◆ **TASK**
Each entry that follows should be retyped exactly.

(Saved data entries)
┄┄┄┄┄┄┄┄┄┄┄┄┄┄┄┄┄┄┄┄

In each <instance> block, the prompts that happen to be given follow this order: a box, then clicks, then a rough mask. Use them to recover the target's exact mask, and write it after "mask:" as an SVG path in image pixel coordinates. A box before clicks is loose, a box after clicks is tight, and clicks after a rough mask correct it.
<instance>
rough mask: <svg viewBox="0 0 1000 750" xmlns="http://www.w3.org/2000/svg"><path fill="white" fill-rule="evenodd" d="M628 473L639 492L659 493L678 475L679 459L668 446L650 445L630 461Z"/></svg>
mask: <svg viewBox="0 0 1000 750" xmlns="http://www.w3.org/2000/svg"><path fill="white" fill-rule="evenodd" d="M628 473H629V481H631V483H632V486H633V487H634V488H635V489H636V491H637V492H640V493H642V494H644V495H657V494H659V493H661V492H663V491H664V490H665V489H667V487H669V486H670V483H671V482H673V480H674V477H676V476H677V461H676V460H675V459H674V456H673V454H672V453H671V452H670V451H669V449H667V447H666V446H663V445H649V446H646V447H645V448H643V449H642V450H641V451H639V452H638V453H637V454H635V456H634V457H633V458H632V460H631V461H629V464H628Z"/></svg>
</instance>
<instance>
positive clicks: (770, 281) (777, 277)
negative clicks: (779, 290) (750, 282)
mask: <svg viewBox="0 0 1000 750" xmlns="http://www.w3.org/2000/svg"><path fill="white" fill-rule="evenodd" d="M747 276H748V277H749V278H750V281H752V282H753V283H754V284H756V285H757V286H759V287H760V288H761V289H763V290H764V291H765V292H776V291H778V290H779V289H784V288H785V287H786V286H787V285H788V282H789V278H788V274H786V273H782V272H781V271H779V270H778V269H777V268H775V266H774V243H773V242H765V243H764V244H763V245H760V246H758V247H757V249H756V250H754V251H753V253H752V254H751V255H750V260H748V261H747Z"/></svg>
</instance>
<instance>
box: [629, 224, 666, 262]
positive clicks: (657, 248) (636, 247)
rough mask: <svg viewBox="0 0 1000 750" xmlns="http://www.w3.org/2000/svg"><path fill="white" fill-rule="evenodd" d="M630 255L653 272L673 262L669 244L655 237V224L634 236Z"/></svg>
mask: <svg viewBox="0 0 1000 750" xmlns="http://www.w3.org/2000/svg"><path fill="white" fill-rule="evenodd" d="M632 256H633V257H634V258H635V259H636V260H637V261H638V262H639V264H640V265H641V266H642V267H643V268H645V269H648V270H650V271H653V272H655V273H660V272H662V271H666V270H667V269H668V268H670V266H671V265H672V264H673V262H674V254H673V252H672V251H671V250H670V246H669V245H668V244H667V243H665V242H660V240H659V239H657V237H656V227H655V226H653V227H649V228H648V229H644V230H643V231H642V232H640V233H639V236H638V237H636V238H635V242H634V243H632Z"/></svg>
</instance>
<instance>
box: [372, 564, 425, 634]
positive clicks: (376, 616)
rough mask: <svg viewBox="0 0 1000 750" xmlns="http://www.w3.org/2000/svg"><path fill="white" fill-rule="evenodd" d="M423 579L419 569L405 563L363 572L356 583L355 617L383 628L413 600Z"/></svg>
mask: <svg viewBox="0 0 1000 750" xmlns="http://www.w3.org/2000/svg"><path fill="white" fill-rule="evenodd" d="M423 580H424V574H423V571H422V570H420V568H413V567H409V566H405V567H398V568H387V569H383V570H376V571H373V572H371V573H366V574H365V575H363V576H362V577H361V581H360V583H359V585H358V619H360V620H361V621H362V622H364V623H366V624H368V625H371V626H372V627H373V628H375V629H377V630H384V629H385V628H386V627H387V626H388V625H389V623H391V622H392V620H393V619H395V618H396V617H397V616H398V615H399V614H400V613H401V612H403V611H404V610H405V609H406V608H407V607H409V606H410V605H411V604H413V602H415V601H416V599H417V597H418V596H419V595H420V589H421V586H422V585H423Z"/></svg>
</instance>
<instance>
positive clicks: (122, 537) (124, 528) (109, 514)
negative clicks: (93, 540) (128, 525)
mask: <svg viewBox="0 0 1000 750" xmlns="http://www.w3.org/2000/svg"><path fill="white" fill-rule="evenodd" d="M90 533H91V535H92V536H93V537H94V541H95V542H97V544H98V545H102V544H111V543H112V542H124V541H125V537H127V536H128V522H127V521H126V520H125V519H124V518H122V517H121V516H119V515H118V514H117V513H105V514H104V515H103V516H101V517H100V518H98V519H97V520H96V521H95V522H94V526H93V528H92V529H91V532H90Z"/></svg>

┄┄┄┄┄┄┄┄┄┄┄┄┄┄┄┄┄┄┄┄

◆ **WORKED SOLUTION**
In each <instance> block, the prompts that happen to be given follow this order: a box, then clicks, then a rough mask. Use them to recover the target's exact mask, and write it after "mask:" as an SVG path in image pixel coordinates. A box before clicks is loose, a box after clicks is tight, and clicks after a rough mask correct it.
<instance>
rough mask: <svg viewBox="0 0 1000 750" xmlns="http://www.w3.org/2000/svg"><path fill="white" fill-rule="evenodd" d="M628 473L639 492L659 493L678 475L679 459L668 446L650 445L630 461Z"/></svg>
mask: <svg viewBox="0 0 1000 750" xmlns="http://www.w3.org/2000/svg"><path fill="white" fill-rule="evenodd" d="M628 473H629V481H631V483H632V486H633V487H634V488H635V489H636V491H637V492H640V493H642V494H644V495H657V494H659V493H661V492H663V491H664V490H665V489H667V487H669V486H670V483H671V482H673V480H674V477H676V476H677V461H676V460H675V459H674V456H673V454H672V453H671V452H670V451H669V449H667V447H666V446H663V445H649V446H646V447H645V448H643V449H642V450H641V451H639V452H638V453H637V454H635V456H634V457H633V458H632V460H631V461H629V464H628Z"/></svg>
</instance>
<instance>
positive clicks: (770, 281) (777, 277)
negative clicks: (779, 290) (750, 282)
mask: <svg viewBox="0 0 1000 750" xmlns="http://www.w3.org/2000/svg"><path fill="white" fill-rule="evenodd" d="M747 276H748V277H749V278H750V281H752V282H753V283H754V284H756V285H757V286H759V287H760V288H761V289H763V290H764V291H765V292H776V291H778V290H779V289H784V288H785V287H786V286H787V285H788V282H789V278H788V274H786V273H782V272H781V271H779V270H778V269H777V268H775V266H774V243H773V242H765V243H764V244H763V245H760V246H758V247H757V249H756V250H754V251H753V253H752V254H751V255H750V260H748V261H747Z"/></svg>
</instance>
<instance>
box: [629, 224, 666, 262]
positive clicks: (657, 248) (636, 247)
rough mask: <svg viewBox="0 0 1000 750" xmlns="http://www.w3.org/2000/svg"><path fill="white" fill-rule="evenodd" d="M630 255L653 272L673 262L669 244L655 237V224L634 236Z"/></svg>
mask: <svg viewBox="0 0 1000 750" xmlns="http://www.w3.org/2000/svg"><path fill="white" fill-rule="evenodd" d="M632 256H633V257H634V258H635V259H636V260H637V261H638V262H639V264H640V265H641V266H642V267H643V268H645V269H648V270H650V271H653V272H655V273H660V272H662V271H666V270H667V269H668V268H670V266H671V265H672V264H673V262H674V254H673V252H672V251H671V250H670V246H669V245H668V244H667V243H665V242H660V240H659V239H657V237H656V227H655V226H653V227H649V228H648V229H644V230H643V231H642V232H640V233H639V236H638V237H636V238H635V242H634V243H632Z"/></svg>
</instance>
<instance>
box: [372, 564, 425, 634]
positive clicks: (376, 616)
rough mask: <svg viewBox="0 0 1000 750" xmlns="http://www.w3.org/2000/svg"><path fill="white" fill-rule="evenodd" d="M423 579L419 569L405 563L363 572L356 583L355 617L383 628L413 600Z"/></svg>
mask: <svg viewBox="0 0 1000 750" xmlns="http://www.w3.org/2000/svg"><path fill="white" fill-rule="evenodd" d="M423 580H424V574H423V571H422V570H420V568H413V567H409V566H405V567H398V568H387V569H383V570H376V571H373V572H371V573H366V574H365V575H363V576H362V577H361V581H360V583H359V585H358V619H360V620H361V621H362V622H364V623H366V624H368V625H371V626H372V627H373V628H375V629H377V630H384V629H385V628H386V627H387V626H388V625H389V623H391V622H392V620H393V619H395V618H396V617H397V616H398V615H399V614H400V613H401V612H403V611H404V610H405V609H406V608H407V607H409V606H410V605H411V604H413V602H415V601H416V599H417V597H418V596H419V595H420V589H421V586H422V585H423Z"/></svg>
</instance>
<instance>
positive clicks: (122, 537) (124, 528) (109, 514)
negative clicks: (93, 540) (128, 525)
mask: <svg viewBox="0 0 1000 750" xmlns="http://www.w3.org/2000/svg"><path fill="white" fill-rule="evenodd" d="M90 533H91V535H92V536H93V537H94V541H95V542H97V544H98V545H102V544H111V543H112V542H124V541H125V537H127V536H128V522H127V521H126V520H125V519H124V518H122V517H121V516H119V515H118V514H117V513H105V514H104V515H103V516H101V517H100V518H98V519H97V520H96V521H95V522H94V526H93V528H92V529H91V532H90Z"/></svg>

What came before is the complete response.